Extract all lines that hold "trousers" from the records below.

** Extracted data follows **

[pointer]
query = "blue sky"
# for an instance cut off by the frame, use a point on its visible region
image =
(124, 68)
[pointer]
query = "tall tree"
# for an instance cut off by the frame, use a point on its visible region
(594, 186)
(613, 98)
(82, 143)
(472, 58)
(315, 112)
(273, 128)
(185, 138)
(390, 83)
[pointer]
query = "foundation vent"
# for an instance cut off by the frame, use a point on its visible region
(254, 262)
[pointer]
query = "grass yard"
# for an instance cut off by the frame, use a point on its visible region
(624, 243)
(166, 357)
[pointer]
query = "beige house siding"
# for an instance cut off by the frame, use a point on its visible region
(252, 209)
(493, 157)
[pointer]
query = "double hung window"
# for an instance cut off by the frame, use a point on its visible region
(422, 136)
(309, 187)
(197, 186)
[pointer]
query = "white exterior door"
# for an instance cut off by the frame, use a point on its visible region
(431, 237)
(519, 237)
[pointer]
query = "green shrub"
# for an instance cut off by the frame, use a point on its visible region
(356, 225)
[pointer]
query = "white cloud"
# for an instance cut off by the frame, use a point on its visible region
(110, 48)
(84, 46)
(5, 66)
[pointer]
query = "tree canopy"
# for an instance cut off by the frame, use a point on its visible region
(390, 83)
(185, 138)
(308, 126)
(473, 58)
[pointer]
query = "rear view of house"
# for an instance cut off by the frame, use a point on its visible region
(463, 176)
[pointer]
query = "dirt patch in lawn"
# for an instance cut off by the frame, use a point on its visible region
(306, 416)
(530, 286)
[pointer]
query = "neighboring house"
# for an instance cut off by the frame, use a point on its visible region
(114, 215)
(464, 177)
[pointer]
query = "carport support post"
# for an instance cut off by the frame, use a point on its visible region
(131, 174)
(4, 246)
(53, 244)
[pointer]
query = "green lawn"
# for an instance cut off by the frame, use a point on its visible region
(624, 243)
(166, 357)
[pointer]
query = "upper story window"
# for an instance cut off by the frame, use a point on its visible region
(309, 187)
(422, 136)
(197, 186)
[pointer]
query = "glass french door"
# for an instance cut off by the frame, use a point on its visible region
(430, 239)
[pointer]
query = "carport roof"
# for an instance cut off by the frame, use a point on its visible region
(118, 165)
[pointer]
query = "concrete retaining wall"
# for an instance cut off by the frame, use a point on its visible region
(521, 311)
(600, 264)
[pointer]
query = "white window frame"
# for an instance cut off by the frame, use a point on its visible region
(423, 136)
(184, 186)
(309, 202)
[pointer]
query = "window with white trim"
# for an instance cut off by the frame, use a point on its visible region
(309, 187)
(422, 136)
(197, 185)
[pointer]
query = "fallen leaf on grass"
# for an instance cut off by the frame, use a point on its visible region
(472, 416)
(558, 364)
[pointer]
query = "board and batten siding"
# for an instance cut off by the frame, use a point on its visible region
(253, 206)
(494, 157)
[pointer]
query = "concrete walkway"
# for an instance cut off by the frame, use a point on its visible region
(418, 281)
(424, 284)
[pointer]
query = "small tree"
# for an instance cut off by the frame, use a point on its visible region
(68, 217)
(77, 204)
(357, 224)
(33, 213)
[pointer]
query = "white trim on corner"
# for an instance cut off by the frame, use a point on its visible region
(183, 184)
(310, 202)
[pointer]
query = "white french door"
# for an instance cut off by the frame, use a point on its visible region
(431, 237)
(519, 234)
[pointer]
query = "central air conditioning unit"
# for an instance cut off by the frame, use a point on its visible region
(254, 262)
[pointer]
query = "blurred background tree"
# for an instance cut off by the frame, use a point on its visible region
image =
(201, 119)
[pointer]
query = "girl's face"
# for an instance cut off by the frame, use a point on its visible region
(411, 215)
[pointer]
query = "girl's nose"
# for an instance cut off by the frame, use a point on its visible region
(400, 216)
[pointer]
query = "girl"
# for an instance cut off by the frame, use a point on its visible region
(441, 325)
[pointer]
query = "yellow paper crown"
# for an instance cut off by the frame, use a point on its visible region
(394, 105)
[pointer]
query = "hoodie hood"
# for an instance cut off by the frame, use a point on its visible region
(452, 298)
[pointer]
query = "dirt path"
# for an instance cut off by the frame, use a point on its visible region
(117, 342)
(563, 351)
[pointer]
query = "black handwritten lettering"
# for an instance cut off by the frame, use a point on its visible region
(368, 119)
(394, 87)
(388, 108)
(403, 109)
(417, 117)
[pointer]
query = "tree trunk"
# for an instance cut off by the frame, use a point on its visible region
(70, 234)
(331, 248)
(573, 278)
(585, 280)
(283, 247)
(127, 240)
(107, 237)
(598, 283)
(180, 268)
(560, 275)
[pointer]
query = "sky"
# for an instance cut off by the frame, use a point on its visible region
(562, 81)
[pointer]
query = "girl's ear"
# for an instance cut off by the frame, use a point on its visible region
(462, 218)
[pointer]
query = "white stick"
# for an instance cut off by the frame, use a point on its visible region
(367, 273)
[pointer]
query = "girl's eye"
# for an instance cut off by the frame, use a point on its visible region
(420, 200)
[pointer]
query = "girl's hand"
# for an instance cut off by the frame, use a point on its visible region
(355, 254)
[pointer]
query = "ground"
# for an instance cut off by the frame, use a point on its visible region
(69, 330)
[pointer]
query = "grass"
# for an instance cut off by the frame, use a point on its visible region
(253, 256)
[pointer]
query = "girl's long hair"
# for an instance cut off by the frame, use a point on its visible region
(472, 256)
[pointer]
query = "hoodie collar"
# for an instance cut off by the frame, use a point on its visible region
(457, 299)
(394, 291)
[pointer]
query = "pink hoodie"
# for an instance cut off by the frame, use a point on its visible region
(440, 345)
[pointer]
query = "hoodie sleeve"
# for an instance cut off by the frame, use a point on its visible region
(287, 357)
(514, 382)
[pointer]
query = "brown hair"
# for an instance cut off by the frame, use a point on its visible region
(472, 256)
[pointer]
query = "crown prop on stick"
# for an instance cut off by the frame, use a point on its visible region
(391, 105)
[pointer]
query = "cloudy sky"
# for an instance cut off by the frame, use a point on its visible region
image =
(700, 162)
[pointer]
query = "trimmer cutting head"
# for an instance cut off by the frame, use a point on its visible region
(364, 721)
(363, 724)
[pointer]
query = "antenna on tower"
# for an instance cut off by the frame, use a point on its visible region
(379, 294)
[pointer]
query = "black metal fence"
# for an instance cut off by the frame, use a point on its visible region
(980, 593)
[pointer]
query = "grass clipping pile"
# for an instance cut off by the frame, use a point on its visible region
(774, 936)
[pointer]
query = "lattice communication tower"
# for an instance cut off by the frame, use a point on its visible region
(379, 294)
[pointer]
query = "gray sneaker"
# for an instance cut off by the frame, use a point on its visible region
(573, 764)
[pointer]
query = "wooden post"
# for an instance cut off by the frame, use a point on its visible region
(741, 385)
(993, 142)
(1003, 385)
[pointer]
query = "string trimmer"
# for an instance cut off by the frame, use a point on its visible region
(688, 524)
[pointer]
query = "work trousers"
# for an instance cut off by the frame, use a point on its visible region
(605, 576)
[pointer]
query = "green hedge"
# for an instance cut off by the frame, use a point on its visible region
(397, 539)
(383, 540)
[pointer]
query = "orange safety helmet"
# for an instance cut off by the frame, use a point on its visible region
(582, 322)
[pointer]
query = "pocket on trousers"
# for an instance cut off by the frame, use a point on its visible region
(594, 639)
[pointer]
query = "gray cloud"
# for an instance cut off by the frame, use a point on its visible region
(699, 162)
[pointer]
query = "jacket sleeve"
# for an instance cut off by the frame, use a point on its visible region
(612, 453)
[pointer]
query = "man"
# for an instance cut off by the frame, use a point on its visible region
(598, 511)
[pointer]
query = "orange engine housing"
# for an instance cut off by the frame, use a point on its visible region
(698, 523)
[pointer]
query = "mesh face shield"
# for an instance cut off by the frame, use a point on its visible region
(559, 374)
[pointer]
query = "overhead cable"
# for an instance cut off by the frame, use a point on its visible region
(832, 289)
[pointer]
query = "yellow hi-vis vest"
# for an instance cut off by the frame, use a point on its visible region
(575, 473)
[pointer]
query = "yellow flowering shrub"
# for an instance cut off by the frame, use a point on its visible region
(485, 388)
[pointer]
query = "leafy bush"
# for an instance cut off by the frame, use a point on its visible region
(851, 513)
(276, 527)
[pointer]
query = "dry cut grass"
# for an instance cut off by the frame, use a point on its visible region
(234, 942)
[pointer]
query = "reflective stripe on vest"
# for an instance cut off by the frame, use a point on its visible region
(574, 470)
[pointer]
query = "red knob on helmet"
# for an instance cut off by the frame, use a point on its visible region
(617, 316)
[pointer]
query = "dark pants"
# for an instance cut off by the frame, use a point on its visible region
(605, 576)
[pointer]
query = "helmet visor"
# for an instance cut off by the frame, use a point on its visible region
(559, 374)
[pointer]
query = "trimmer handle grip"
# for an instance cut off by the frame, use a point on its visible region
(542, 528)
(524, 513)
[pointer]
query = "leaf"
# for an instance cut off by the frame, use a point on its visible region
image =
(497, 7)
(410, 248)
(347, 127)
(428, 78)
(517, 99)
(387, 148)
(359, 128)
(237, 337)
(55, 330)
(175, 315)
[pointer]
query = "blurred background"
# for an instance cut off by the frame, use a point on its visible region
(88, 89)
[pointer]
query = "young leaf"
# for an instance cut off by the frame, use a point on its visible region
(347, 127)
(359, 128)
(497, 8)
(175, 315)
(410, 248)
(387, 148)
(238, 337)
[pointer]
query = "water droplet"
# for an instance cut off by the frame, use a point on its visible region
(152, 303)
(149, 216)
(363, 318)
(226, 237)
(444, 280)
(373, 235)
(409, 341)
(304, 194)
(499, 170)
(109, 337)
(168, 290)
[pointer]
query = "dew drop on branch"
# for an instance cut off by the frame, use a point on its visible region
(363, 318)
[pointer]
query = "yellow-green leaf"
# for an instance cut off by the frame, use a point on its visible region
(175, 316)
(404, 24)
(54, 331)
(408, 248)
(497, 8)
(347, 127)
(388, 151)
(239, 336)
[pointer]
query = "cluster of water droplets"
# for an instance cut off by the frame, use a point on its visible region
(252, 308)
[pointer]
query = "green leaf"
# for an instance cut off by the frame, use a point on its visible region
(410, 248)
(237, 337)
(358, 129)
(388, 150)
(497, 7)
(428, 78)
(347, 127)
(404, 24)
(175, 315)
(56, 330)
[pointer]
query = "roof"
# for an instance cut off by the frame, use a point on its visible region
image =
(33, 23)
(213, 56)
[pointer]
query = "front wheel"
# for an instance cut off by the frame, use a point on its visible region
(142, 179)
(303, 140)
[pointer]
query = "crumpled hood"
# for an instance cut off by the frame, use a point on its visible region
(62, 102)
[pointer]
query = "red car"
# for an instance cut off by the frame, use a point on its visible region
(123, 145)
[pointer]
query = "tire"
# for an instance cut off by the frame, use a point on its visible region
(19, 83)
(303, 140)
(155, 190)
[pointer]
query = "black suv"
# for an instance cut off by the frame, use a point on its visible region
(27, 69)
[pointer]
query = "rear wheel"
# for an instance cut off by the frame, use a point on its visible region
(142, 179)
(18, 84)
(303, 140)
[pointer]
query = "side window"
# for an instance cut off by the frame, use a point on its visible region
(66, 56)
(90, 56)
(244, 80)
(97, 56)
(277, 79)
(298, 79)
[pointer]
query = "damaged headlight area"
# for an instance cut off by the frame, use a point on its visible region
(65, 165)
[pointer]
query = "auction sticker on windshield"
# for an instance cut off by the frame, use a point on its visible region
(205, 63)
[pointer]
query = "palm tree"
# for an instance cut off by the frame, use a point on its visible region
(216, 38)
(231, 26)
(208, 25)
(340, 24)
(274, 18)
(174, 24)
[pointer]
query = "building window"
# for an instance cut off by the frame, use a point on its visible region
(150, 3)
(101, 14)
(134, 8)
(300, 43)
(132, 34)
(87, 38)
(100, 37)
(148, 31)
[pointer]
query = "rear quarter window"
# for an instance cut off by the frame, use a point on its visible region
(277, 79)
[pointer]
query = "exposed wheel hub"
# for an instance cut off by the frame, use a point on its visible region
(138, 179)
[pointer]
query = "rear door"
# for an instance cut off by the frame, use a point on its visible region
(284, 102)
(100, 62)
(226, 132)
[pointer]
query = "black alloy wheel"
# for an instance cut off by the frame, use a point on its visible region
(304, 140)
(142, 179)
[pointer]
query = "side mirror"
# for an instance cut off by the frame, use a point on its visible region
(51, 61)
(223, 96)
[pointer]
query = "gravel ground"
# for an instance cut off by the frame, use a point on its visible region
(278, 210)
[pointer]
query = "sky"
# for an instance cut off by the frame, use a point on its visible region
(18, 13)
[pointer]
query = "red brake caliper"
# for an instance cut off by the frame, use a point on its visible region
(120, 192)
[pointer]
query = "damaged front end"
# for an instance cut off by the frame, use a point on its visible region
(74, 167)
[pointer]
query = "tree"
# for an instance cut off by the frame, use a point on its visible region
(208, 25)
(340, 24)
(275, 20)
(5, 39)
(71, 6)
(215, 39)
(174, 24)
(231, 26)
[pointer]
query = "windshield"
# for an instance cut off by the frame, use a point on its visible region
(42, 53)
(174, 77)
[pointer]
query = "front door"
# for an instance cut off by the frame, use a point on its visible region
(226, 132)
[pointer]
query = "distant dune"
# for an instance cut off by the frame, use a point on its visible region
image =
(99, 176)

** End of Extracted data **

(Solved exercise):
query = "work trousers"
query = "pocket on trousers"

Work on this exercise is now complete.